▶ **Information shown**
__________________________________________________
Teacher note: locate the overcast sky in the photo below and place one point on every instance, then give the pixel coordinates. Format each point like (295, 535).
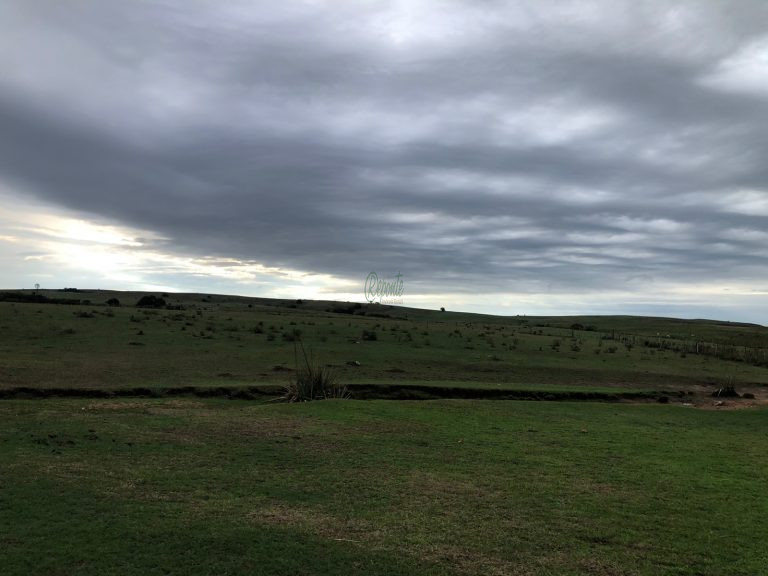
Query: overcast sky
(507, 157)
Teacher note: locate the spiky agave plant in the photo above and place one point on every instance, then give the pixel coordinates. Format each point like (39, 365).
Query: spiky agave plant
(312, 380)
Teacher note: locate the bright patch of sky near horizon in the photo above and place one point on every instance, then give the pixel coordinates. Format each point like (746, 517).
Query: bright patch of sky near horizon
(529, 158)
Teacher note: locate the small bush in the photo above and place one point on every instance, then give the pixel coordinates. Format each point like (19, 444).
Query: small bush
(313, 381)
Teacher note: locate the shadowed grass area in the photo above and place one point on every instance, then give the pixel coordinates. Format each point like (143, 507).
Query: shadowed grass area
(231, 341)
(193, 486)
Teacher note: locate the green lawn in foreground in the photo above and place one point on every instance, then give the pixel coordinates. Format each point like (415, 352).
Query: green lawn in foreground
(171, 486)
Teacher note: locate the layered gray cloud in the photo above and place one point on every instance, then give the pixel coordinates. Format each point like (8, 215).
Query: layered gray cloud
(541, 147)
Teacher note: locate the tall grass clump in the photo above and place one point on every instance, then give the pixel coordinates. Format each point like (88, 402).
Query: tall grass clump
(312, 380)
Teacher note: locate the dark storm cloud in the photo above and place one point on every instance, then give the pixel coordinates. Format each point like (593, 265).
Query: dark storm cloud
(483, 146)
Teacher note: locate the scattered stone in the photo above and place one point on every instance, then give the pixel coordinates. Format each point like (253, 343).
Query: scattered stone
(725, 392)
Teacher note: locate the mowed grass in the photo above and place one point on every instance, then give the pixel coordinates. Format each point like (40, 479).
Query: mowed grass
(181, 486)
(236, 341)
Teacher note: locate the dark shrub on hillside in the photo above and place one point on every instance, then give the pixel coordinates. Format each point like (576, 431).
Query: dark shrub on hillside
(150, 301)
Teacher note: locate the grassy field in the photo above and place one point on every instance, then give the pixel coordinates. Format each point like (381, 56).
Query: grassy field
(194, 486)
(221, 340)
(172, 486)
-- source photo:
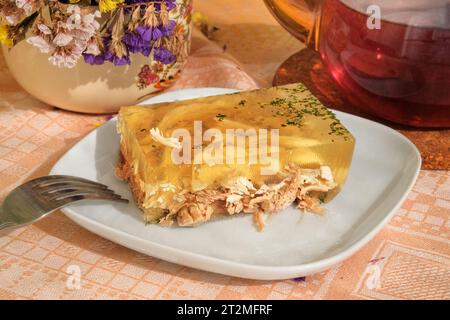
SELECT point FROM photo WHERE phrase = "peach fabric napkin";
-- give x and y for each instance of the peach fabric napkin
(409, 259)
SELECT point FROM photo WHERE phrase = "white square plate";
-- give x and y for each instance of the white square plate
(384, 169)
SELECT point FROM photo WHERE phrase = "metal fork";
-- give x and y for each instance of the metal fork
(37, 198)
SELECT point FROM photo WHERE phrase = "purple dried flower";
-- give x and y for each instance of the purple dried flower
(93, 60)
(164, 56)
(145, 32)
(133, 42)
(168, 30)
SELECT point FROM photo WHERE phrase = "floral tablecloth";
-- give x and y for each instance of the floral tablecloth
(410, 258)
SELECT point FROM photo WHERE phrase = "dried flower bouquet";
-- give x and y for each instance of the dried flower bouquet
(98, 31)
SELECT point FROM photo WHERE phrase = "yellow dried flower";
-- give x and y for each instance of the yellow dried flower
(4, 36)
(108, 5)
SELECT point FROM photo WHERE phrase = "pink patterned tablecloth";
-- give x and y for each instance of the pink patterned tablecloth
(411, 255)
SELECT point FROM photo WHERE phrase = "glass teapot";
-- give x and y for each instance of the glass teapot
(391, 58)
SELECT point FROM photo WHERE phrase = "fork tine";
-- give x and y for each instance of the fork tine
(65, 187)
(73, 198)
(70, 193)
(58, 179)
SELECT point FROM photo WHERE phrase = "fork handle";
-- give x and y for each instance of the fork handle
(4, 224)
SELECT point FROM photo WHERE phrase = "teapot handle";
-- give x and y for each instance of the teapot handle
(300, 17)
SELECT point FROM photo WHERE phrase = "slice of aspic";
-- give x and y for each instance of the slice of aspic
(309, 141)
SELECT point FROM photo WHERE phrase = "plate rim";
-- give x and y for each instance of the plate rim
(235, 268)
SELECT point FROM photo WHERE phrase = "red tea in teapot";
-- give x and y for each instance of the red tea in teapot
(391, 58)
__________________________________________________
Whenever a line of the data includes "above", copy that line.

Teacher note: locate the spiky agave plant in the photo above and place one point on every instance, then give the pixel coordinates. Format each point like (39, 365).
Teacher note: locate the bright patch of sky near horizon in the photo above and place one point on every instance, then give the pixel coordinates. Format each point like (746, 517).
Teacher note: locate the small bush in the photo above and place one point on every instance, then give the pixel coordinates. Format each point like (19, 444).
Teacher note: locate the shadowed grass area in the photo above and place one point on every instance, then give the pixel coordinates. Format each point like (143, 507).
Teacher note: locate the green lawn in foreground in the photo above and place one point on every instance, then give the pixel coordinates. Format each point like (415, 352).
Teacher note: locate the layered gray cloud in the photo above and place one point on every instance, then give the pixel coordinates. Format each point like (8, 215).
Teacher note: locate the tall grass clump in the photo above and place one point on every instance, then give the pixel coordinates. Format each point like (88, 402).
Teacher note: locate the dark storm cloud in the photo above and place one point on every instance, then give the pixel coordinates. Format each point like (593, 265).
Teacher note: locate the scattered stone in the photo above and place one point on every instance, then give the pixel coordinates. Format each point like (253, 343).
Teacher note: locate the mowed grass in the photo above and place one point on every instance, then give the pixel coordinates. Format each point like (40, 479).
Teacher note: locate the dark shrub on hillside in the photo above and place one point on every instance, then give the pixel coordinates. Format each point like (576, 431).
Teacher note: locate the grassy field in the photo above and place one point on every instance, then give the pixel coordinates. Format each point like (381, 56).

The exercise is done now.